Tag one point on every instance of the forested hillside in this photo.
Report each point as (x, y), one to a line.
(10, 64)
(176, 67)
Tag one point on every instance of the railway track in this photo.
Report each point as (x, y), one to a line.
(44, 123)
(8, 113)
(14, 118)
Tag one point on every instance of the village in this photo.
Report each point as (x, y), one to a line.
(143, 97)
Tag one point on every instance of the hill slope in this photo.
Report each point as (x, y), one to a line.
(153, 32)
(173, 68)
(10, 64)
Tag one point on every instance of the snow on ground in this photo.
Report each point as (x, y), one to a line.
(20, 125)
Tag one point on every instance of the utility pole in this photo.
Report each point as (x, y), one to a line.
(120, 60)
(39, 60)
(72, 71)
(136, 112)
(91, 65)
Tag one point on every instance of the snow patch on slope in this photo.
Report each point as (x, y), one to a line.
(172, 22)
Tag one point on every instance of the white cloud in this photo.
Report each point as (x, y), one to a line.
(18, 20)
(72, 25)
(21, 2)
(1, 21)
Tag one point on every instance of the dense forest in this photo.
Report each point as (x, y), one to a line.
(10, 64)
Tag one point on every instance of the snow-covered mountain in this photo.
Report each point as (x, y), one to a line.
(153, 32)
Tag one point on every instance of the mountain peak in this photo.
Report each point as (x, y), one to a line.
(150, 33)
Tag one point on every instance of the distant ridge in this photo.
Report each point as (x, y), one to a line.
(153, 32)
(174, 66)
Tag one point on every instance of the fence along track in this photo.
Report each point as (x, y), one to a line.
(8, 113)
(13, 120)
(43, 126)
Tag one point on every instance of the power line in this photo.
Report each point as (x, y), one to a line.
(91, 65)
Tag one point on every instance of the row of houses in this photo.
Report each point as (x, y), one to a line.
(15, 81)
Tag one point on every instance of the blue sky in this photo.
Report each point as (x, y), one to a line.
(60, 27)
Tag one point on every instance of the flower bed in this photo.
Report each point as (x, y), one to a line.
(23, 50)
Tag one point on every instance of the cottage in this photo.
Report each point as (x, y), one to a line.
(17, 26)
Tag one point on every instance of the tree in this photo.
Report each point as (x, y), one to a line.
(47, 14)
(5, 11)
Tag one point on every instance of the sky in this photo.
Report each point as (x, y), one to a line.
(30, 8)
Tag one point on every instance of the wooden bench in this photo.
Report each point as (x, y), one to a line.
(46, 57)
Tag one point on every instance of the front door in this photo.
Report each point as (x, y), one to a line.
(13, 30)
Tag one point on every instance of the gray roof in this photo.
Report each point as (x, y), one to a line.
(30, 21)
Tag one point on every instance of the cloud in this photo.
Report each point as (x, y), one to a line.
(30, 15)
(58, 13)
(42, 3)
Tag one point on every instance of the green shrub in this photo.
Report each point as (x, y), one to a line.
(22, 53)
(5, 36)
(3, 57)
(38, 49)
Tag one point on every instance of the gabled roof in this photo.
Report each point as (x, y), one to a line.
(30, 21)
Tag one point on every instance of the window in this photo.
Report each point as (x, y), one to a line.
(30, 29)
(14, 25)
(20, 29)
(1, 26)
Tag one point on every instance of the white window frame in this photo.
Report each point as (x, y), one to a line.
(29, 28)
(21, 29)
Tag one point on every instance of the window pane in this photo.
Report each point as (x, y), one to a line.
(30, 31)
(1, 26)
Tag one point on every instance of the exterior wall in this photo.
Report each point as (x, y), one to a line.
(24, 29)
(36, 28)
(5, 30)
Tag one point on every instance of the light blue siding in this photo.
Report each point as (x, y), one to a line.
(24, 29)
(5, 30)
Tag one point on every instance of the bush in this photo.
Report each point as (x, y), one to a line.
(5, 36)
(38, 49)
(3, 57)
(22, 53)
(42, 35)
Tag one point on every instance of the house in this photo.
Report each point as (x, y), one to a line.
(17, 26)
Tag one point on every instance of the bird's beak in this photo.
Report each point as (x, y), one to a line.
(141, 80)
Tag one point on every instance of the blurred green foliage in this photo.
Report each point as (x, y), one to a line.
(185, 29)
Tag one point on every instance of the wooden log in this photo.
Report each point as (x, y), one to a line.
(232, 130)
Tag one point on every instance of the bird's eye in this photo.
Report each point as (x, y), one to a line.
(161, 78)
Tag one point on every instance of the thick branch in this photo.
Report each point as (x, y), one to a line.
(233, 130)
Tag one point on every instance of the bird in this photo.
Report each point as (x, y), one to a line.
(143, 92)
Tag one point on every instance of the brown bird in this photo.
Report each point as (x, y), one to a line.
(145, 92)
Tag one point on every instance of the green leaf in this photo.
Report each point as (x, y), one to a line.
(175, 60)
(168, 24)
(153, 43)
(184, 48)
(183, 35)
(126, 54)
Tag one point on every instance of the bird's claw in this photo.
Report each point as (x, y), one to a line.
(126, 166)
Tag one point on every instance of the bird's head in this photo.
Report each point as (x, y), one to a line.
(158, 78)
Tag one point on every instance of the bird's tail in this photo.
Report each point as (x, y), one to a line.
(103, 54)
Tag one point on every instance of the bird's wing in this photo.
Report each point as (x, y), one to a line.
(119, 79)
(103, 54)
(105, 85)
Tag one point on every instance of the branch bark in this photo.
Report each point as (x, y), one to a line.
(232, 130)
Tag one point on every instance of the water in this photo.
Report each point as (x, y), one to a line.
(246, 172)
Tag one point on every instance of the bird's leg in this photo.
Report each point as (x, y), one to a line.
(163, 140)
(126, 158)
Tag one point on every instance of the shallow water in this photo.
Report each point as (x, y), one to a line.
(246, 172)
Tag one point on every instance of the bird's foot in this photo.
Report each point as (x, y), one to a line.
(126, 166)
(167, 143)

* * *

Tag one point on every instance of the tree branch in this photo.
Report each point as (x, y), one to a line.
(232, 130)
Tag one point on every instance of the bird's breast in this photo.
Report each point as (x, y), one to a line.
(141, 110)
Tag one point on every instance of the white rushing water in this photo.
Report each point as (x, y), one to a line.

---

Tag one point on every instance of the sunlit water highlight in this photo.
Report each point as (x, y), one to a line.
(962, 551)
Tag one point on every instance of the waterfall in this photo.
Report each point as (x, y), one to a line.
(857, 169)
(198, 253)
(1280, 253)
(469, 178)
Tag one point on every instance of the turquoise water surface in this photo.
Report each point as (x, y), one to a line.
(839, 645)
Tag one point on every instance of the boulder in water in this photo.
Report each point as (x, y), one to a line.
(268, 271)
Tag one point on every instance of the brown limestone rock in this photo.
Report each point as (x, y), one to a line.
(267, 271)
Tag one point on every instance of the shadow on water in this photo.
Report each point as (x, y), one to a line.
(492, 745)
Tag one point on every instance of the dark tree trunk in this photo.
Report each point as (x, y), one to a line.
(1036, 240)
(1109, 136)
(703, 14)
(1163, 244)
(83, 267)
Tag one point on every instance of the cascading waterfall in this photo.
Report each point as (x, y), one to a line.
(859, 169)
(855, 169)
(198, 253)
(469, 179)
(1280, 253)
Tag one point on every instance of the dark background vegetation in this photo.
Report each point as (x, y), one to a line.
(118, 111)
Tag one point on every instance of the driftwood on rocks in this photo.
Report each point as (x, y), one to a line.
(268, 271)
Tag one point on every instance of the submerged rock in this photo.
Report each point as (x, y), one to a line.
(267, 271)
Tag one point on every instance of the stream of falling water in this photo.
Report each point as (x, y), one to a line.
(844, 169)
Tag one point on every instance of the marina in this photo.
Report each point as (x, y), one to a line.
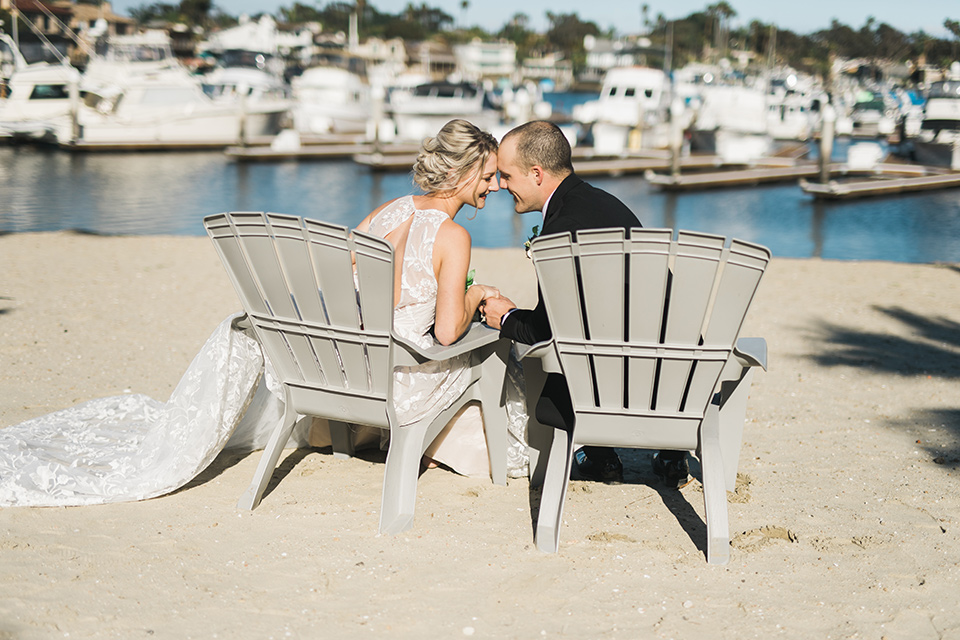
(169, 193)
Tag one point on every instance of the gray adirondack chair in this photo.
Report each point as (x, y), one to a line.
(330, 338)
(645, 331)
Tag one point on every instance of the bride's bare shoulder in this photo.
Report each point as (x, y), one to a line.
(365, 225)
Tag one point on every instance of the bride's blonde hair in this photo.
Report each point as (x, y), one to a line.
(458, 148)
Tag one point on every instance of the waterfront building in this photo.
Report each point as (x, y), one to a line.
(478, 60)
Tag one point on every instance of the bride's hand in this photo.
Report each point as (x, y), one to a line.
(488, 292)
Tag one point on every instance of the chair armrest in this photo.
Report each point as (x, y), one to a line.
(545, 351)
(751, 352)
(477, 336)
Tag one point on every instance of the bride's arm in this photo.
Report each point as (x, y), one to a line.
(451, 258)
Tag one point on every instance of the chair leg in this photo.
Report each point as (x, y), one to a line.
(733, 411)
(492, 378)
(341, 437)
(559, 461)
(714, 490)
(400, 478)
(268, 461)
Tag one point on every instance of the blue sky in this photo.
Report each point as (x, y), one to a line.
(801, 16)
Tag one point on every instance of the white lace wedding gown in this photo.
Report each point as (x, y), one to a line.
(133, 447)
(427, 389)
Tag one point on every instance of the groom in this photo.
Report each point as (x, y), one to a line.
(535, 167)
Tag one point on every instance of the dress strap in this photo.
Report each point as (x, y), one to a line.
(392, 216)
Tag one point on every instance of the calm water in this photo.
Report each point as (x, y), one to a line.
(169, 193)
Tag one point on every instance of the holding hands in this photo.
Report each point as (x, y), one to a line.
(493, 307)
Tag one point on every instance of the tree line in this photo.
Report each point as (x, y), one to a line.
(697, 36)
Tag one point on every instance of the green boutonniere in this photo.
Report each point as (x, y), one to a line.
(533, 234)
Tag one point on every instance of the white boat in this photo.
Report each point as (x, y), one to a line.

To be done:
From the material above, extract every line that contains the word "wooden".

Result for this exercise:
Tag one point on every instance of the wooden bench in this photo.
Tag one point on every instance of the wooden log in this photo.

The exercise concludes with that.